Воспроизведите весь материал ниже строка за строкой, ничего в нём не меняя.

--- Исходные данные ---

——

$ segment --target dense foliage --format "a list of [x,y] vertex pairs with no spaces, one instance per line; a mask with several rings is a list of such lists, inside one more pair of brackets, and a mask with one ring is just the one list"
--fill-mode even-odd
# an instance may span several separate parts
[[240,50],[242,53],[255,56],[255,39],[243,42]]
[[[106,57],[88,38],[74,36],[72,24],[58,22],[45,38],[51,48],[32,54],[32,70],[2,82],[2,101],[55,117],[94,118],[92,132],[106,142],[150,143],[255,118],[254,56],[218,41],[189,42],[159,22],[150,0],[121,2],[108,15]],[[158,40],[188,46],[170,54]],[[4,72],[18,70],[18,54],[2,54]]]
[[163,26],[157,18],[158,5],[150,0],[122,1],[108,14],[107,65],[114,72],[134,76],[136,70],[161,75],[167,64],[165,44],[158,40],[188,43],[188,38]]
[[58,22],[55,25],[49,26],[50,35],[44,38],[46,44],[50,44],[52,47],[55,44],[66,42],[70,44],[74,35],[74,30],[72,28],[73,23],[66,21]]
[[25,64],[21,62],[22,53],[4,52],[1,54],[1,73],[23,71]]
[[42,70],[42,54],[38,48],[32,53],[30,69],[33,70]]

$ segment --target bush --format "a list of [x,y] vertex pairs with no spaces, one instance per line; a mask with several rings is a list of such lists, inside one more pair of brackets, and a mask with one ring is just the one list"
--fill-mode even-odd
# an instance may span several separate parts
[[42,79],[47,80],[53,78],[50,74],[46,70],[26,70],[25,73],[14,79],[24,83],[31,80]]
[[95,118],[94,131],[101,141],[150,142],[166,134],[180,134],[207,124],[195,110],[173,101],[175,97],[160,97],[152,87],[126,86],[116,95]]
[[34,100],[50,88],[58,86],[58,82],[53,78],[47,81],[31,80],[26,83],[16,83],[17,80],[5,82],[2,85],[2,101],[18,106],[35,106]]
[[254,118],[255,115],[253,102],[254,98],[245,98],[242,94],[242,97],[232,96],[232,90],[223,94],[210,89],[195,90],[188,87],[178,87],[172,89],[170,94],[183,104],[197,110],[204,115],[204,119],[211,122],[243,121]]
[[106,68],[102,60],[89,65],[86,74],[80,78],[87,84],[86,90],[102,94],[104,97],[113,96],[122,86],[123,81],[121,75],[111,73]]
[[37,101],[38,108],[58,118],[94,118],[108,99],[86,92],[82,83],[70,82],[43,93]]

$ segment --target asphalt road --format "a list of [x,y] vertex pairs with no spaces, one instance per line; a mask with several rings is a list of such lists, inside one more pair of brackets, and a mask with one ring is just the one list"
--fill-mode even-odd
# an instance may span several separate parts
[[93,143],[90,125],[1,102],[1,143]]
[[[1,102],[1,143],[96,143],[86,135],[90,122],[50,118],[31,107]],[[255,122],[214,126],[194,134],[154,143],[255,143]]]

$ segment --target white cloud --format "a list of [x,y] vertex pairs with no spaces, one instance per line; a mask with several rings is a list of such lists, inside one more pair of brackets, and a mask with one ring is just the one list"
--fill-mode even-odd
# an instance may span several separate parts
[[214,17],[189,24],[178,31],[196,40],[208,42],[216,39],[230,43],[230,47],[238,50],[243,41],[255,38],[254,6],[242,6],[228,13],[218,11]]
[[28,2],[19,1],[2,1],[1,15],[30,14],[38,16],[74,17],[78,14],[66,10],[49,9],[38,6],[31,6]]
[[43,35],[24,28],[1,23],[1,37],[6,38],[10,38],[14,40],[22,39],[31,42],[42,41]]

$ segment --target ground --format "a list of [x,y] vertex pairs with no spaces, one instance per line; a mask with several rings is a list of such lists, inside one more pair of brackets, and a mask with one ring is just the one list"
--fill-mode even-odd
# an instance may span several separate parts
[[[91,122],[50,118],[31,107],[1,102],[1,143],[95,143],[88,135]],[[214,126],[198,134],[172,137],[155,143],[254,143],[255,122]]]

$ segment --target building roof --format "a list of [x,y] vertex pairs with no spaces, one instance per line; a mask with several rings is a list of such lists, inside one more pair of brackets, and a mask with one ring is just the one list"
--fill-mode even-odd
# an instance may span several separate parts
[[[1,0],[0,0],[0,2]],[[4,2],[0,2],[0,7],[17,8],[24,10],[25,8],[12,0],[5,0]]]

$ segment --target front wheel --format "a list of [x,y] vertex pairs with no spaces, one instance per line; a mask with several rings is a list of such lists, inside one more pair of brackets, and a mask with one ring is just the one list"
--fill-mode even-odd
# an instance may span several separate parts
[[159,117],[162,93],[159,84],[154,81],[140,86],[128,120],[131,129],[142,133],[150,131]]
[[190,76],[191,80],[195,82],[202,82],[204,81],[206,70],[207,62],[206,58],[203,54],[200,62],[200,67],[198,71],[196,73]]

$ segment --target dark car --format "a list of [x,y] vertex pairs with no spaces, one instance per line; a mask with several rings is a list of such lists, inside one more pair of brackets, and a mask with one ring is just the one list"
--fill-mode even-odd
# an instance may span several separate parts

——

--- Результат выполнения ---
$ segment --target dense foliage --format "a list of [x,y] vertex pairs with no spaces, one instance per line; a mask with several rings is a list of such lists, inside one more pair of brackets, and a mask with one ring is just the one list"
--fill-mode even-odd
# an instance may span several separate parts
[[240,50],[242,53],[255,56],[255,39],[243,42]]
[[[106,57],[88,38],[74,36],[72,24],[58,22],[45,38],[51,48],[32,54],[32,70],[2,82],[2,101],[55,117],[94,118],[92,132],[106,142],[150,143],[255,118],[254,56],[218,41],[189,42],[159,22],[150,0],[121,2],[108,15]],[[158,40],[188,46],[170,54]],[[4,72],[18,70],[18,54],[2,54]]]
[[163,26],[157,18],[158,5],[150,0],[122,1],[108,14],[107,65],[114,72],[134,76],[136,70],[161,75],[167,64],[165,44],[158,40],[188,43],[188,38]]
[[58,22],[55,25],[49,26],[50,35],[44,38],[46,44],[50,44],[52,47],[55,44],[66,42],[70,44],[74,35],[74,30],[72,28],[73,23],[66,21]]
[[25,64],[21,62],[22,53],[4,52],[1,54],[1,73],[23,71]]
[[42,70],[42,54],[38,48],[32,53],[30,69],[33,70]]

$ segment --target bush --format "a list of [x,y] vertex pairs with no spaces, one instance per line; a mask with several rings is a list of such lists, inside one more pair of brackets, and a mask with one ring is just the one list"
--fill-mode even-odd
# an instance may span several separate parts
[[42,79],[47,80],[53,78],[50,74],[46,70],[26,70],[25,73],[14,79],[24,83],[31,80]]
[[95,118],[94,131],[101,141],[150,142],[166,134],[180,134],[207,124],[195,110],[173,101],[175,97],[160,97],[152,87],[126,86],[116,95]]
[[34,100],[50,88],[58,86],[58,82],[53,78],[47,81],[31,80],[26,83],[16,83],[17,80],[5,82],[2,85],[2,101],[18,106],[35,106]]
[[254,118],[255,115],[253,102],[254,98],[245,98],[242,94],[242,97],[232,96],[232,90],[223,94],[210,89],[195,90],[188,87],[178,87],[172,89],[170,94],[183,104],[197,110],[204,115],[204,119],[211,122],[243,121]]
[[106,68],[102,60],[89,65],[86,74],[80,78],[87,84],[86,90],[102,94],[104,97],[113,96],[122,86],[123,81],[121,75],[111,73]]
[[37,101],[38,108],[58,118],[94,118],[108,99],[86,92],[82,83],[70,82],[43,93]]

$ segment --target asphalt road --format "a list of [x,y] vertex pairs with no spaces, one instance per line; a mask with several rings is a list of such lists, inside one more pair of brackets, and a mask with one ring is just the one list"
--fill-mode even-odd
# an instance may span several separate parts
[[93,143],[90,125],[1,102],[1,143]]
[[[1,102],[1,143],[96,143],[86,135],[90,122],[50,118],[31,107]],[[255,122],[214,126],[194,134],[154,143],[255,143]]]

$ segment --target white cloud --format "a list of [x,y] vertex pairs with no spaces, one instance per line; a mask with several rings is a list of such lists, inside one more pair of brackets, and a mask with one ring is just the one list"
--fill-mode even-odd
# an instance may span several separate parts
[[214,17],[189,24],[178,31],[196,40],[208,42],[216,39],[230,43],[230,47],[238,50],[243,41],[255,38],[254,6],[242,6],[228,13],[218,11]]
[[28,2],[19,1],[2,1],[1,15],[30,14],[38,16],[74,17],[78,14],[66,10],[49,9],[38,6],[31,6]]
[[43,35],[24,28],[1,23],[1,37],[6,38],[10,38],[14,40],[22,39],[31,42],[42,41]]

$ segment --target ground --format "a list of [x,y] vertex pairs with no spaces, one instance per line; a mask with several rings is a list of such lists, inside one more pair of brackets, and a mask with one ring is just the one list"
--fill-mode even-odd
# an instance may span several separate parts
[[[91,122],[50,118],[31,107],[1,102],[1,143],[95,143],[88,135]],[[214,126],[198,134],[172,137],[155,143],[254,143],[255,122]]]

$ segment --target building roof --format "a list of [x,y] vertex pairs with no spaces, one instance per line; a mask with several rings is a list of such lists, inside one more pair of brackets, and a mask with one ring is just the one list"
--fill-mode even-odd
# an instance may span several separate parts
[[[1,0],[0,0],[0,2]],[[4,2],[0,2],[0,7],[17,8],[24,10],[25,8],[12,0],[5,0]]]

$ segment --target front wheel --format "a list of [x,y] vertex pairs with no spaces, one instance per line; a mask with several rings is a list of such lists, inside one more pair of brackets, and a mask with one ring is just the one list"
--fill-mode even-odd
# an instance may span several separate parts
[[159,117],[162,93],[159,84],[154,81],[140,86],[128,120],[131,129],[142,133],[150,131]]
[[190,76],[191,80],[195,82],[202,82],[204,81],[206,70],[207,62],[206,58],[203,54],[200,62],[200,67],[198,71],[196,73]]

$ segment --target dark car --format "a list of [x,y] vertex pairs with no spaces, one instance per line; a mask with several rings is a list of such lists, inside one more pair of brackets, and a mask with one ring is just the one list"
--fill-mode even-odd
# an instance may span several separate parts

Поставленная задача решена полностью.